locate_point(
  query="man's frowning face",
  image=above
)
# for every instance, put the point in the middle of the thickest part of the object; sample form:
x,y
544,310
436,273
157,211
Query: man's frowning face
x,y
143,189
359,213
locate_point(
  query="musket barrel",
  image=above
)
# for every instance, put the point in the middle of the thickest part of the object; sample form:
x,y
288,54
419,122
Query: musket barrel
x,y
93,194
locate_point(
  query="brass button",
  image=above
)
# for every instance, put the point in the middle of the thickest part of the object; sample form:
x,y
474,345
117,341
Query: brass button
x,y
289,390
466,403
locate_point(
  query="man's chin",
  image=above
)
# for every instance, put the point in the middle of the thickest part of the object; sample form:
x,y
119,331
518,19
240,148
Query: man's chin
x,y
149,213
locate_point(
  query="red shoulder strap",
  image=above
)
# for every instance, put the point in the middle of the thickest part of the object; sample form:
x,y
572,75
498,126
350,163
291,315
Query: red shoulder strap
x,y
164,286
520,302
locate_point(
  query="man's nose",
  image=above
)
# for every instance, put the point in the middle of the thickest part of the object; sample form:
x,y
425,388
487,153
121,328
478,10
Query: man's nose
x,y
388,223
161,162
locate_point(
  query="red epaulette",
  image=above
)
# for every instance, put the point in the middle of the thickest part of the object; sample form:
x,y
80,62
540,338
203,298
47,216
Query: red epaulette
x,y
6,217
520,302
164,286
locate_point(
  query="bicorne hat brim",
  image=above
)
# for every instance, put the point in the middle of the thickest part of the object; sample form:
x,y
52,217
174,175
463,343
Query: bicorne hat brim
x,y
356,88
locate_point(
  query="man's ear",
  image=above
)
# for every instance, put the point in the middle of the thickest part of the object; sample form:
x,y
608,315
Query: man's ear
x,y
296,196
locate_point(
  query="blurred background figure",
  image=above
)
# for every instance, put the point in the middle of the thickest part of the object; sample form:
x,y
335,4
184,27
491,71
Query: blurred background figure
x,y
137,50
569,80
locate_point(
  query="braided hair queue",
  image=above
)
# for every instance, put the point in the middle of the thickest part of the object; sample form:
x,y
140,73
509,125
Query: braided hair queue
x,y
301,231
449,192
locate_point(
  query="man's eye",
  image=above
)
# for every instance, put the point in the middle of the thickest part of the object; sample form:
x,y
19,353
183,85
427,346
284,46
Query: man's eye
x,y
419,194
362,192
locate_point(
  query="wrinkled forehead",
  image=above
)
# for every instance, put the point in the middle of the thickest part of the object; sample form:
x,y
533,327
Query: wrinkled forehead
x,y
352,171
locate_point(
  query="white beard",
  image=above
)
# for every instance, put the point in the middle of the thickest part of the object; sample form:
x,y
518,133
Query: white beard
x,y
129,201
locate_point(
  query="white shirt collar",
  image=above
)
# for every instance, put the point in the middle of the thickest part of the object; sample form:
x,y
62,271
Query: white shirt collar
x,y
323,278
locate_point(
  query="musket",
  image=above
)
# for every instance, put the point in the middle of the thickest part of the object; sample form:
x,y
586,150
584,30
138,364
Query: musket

Task instructions => Each line above needs to be written out again exactly.

Your solution =>
locate_point(
  query="man's frowning face",
  image=above
)
# for every instance, put the point in the middle of the thickest part of the object; sample form:
x,y
544,310
436,273
157,211
Query: man's frowning face
x,y
143,189
359,213
locate_point(
  query="musket barrel",
  image=above
)
# for every instance, put the point in the middle of the thickest part of the object; sample form:
x,y
288,54
419,122
Query: musket barrel
x,y
93,194
locate_point(
  query="brass button",
  image=above
)
# for every instance, put the point in the middle of the thickest part of the object; sample form:
x,y
474,345
117,341
Query: brass button
x,y
289,390
466,403
locate_point(
  query="man's chin",
  image=above
)
# for every instance, put the point in the middle of the thickest part of the object; sample form:
x,y
119,331
518,19
240,148
Query: man's chin
x,y
149,213
locate_point(
  query="red shoulder strap",
  image=above
)
# for every instance, put the point in the middle of the thickest part of the object; sample form:
x,y
572,75
498,126
350,163
291,315
Query: red shoulder strap
x,y
164,286
520,302
locate_point(
  query="man's nose",
  image=above
)
# for every instance, put the point in the middle of the thickest part of the object; sample form:
x,y
425,388
487,153
121,328
478,10
Query: man's nose
x,y
388,223
161,162
locate_point(
  query="red epaulette",
  image=above
)
# for every instance, put the point in the middle of the thickest part of the object; sample form:
x,y
80,62
540,338
203,298
47,216
Query: red epaulette
x,y
6,217
520,302
164,286
locate_point(
  query="bicorne hat brim",
  image=above
)
# for every instance, put the point in the middle of the thickest part of the object; sample form:
x,y
52,217
174,175
463,343
Query: bicorne hat brim
x,y
356,88
locate_point(
  query="man's ear",
  image=above
)
# for every instance, put the point in the middle of the thickest part of the object; sample form:
x,y
608,315
Query: man's ear
x,y
296,196
locate_point(
  query="blurred background figure",
  image=above
)
# for every instance, put the point in the middle of the thickest part of the object; sample form:
x,y
335,4
184,27
491,71
Query: blurred background figure
x,y
137,50
569,80
locate_point(
  query="braided hair queue",
  image=above
)
# for every instance, put the point in the middle of the thickest part of the object; sample form:
x,y
140,73
509,125
Query: braided hair queue
x,y
301,231
449,192
locate_point(
  query="man's eye",
  image=above
)
# for every instance, put the point in the middle of the thickest part of the object; sample form:
x,y
19,353
183,85
427,346
284,46
Query: man's eye
x,y
419,194
362,192
locate_point(
  query="wrinkled forehead",
  image=above
)
# for every instance, put the point in the middle of the thickest part of the object; sample form:
x,y
533,327
Query: wrinkled forehead
x,y
352,171
locate_point(
  query="white beard",
  image=above
)
# for every instance, put the point in the middle of the thickest part of the object; sample form:
x,y
518,133
Query: white beard
x,y
129,201
locate_point(
  query="white shirt collar",
  image=above
)
# for every instance, put the point in the middle of the thickest part of the object; sample form:
x,y
62,271
Query: white shirt collar
x,y
323,278
locate_point(
  query="musket",
  image=above
)
# for every instance, put the point in the middle of the thickest part of the object; sample form:
x,y
586,150
584,30
138,364
Query: musket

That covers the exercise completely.